## Start Listed entries

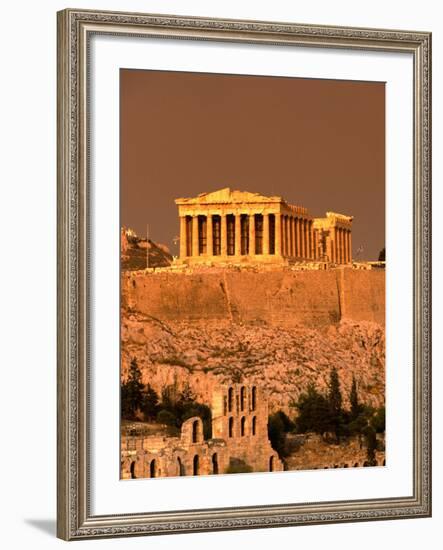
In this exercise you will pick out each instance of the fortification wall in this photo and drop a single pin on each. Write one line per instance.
(281, 298)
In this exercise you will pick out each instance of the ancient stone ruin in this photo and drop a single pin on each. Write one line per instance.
(239, 436)
(228, 225)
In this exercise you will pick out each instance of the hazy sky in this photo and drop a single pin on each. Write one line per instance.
(318, 143)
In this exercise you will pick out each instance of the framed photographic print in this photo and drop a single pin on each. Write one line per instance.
(244, 274)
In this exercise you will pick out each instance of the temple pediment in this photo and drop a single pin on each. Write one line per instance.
(228, 196)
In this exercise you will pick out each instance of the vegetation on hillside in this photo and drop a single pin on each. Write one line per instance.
(171, 409)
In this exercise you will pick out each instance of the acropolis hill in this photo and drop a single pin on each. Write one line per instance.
(238, 226)
(278, 320)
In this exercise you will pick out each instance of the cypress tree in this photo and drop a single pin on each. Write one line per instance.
(335, 402)
(353, 399)
(132, 392)
(150, 403)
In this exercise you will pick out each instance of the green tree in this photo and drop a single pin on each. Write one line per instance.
(371, 445)
(149, 405)
(335, 402)
(313, 412)
(132, 392)
(353, 400)
(276, 433)
(378, 421)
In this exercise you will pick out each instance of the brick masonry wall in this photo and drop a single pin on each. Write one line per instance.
(280, 298)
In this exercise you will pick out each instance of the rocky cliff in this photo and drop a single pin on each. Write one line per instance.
(282, 330)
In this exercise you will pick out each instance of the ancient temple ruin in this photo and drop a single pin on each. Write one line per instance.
(238, 226)
(239, 435)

## End Listed entries

=== Set task ===
Substitute "marker" for every "pin" in the lines starting with the one that contains "of the brick" and going on through the end of the material, then give those lines again with everything else unchanged.

=== The solution ===
In this exercise you will pick out each instance of the brick masonry wall in this photo and drop a single marker on each. Write one line per instance.
(280, 298)
In this exercise you will pick out each instance of the rocky cliff in this photo and drop a single marker on each. Write one line per instance.
(282, 330)
In this exercise you will pick out each instance of the ancient temple ruin in this photo and drop a single marker on each. Write one line per instance.
(238, 226)
(239, 435)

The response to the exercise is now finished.